SELECTED EXTRACT:
----------------

Conveyancing: 12 Key Terms (part 1)

This is the first part of 12 essential key terms you should understand in conveyancing.  

Conveyancing work is a relationship between 3 people – the conveyancer, the owner of the title (you) and the owner of the other title (the seller or buyer). 

Here are the first 3 key terms to help you understand what is ‘conveyancing’ really all about:

No 1: ‘Conveyancing’

This is a word that derives from the verb to convey.  No, it has no connection with house or property.  It actually means ‘to carry’ something, an object.  It also is the concept of mentally carrying meaning with the use of a word.  But in law, although it also conveys the idea of ‘carrying’, it is in fact about the transfer of a title (property) from one person to another.

----------------

TO DO:
1 – In the conveyancing key terms text, condense the paragraph beginning "This is a word that derives" into a shorter version that keeps its main facts.
2 – From the conveyancing key terms text, write out the passage starting at "Conveyancing: 12 Key" and ending at "person to another.", swapping "title" for "deed".

EXTRACTED ENTRIES:
----------------

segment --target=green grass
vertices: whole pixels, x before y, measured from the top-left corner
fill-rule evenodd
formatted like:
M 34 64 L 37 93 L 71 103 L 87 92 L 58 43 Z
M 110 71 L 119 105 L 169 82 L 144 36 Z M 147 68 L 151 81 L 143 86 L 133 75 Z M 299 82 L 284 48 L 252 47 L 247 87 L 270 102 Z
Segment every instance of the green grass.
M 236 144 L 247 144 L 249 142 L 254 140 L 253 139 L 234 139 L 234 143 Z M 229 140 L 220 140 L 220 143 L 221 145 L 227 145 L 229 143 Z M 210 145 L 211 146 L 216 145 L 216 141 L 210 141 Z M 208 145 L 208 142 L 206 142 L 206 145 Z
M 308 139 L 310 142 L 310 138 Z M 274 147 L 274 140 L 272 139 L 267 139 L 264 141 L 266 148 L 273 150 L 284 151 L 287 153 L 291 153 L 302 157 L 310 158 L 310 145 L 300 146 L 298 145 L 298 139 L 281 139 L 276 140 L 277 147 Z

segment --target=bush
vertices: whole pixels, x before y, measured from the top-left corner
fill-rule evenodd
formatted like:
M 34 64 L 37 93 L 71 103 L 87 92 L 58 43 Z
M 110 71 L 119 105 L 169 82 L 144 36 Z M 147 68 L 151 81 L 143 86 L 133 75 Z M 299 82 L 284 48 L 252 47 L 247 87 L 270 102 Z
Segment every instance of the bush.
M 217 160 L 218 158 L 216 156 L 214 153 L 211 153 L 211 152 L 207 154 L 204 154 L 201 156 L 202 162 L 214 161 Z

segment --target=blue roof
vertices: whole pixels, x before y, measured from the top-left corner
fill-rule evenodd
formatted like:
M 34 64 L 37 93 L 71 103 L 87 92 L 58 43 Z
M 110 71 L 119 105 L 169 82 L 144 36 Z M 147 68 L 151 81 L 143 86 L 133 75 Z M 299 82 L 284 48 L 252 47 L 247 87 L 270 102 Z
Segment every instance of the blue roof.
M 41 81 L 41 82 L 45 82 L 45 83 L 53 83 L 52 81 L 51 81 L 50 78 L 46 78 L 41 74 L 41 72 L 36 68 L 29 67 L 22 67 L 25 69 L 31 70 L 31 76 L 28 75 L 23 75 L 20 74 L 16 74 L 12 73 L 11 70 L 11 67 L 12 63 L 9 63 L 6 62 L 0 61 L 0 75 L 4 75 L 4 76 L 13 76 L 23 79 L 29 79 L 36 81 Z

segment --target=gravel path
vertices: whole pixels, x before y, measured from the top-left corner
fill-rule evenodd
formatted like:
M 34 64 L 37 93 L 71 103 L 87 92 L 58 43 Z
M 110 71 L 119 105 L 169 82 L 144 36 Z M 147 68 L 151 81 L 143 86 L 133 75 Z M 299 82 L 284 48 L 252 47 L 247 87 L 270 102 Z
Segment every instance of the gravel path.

----------------

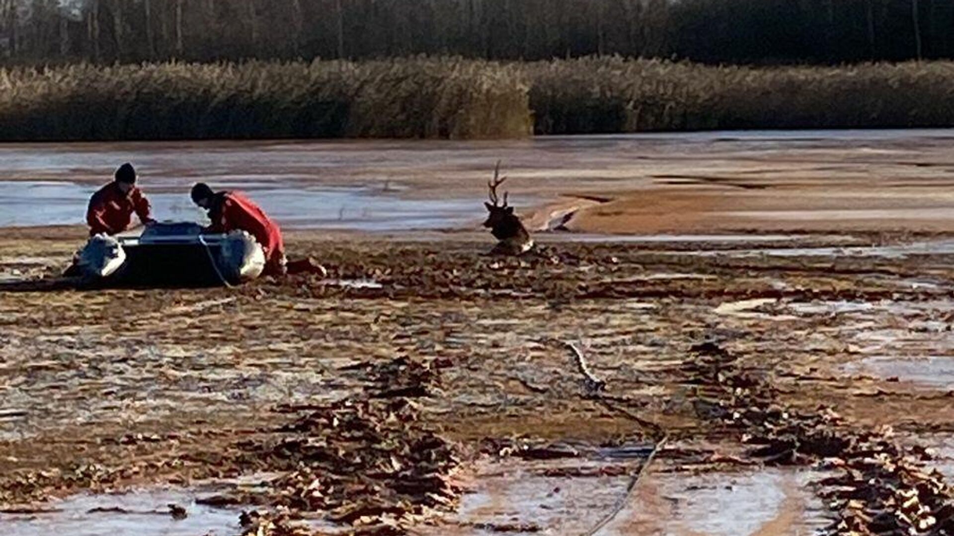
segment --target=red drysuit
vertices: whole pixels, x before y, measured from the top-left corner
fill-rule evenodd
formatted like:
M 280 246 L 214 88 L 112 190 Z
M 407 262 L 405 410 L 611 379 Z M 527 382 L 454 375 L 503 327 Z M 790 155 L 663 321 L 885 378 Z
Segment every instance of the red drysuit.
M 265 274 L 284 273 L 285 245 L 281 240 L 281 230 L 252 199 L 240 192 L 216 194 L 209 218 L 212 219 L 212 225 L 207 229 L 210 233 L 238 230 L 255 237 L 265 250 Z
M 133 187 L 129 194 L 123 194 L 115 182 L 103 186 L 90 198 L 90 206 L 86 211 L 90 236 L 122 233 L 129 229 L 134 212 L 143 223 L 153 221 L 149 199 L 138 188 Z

----------------

ANSWERS TO THE EXERCISE:
1 – The word comes from the verb "to convey," which has no connection with house or property. It means to carry an object, and also to carry meaning mentally through a word. In law it still suggests carrying, but it refers to the transfer of a title (property) from one person to another.

2 –
Conveyancing: 12 Key Terms (part 1)

This is the first part of 12 essential key terms you should understand in conveyancing.  

Conveyancing work is a relationship between 3 people – the conveyancer, the owner of the deed (you) and the owner of the other deed (the seller or buyer). 

Here are the first 3 key terms to help you understand what is ‘conveyancing’ really all about:

No 1: ‘Conveyancing’

This is a word that derives from the verb to convey.  No, it has no connection with house or property.  It actually means ‘to carry’ something, an object.  It also is the concept of mentally carrying meaning with the use of a word.  But in law, although it also conveys the idea of ‘carrying’, it is in fact about the transfer of a deed (property) from one person to another.